'''
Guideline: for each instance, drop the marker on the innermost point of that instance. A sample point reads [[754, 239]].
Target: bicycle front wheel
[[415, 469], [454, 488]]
'''
'''
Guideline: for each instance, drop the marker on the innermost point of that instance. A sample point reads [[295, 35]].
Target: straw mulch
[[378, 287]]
'''
'''
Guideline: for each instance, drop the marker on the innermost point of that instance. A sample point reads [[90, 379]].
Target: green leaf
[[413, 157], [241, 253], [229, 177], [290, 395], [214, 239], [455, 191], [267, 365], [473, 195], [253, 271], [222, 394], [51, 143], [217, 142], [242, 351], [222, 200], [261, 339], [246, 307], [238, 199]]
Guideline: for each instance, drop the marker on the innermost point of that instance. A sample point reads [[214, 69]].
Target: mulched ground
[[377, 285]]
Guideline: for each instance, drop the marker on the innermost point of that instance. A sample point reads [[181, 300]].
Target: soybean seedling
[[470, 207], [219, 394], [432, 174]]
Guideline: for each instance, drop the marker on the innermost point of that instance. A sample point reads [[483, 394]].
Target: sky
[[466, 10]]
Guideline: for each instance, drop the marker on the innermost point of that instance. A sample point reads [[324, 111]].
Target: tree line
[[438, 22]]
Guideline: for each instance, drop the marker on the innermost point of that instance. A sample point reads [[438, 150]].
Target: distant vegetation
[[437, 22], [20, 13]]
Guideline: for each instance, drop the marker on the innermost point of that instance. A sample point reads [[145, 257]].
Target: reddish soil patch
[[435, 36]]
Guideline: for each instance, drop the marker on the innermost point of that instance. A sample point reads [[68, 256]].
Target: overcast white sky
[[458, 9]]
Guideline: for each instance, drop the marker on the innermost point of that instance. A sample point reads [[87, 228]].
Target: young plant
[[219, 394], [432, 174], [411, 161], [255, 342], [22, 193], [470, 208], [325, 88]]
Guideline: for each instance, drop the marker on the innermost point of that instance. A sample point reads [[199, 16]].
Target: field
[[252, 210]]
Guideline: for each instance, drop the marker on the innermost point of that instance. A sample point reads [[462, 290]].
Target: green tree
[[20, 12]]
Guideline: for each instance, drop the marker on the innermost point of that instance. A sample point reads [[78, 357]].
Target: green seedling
'''
=== EXERCISE AIM ===
Send back an exact copy of only the lines from the line with "Target: field" up to and including the line with "Target: green seedling" in the data above.

=== EXERCISE ANSWER ===
Target: field
[[252, 210]]
Guideline: for each instance, drop the marker on the innermost point of that instance. A sample point reads [[462, 290]].
Target: green tree
[[20, 12]]
Guideline: for each instance, drop the marker on the innermost point of that instance. A sample point reads [[78, 357]].
Target: green seedling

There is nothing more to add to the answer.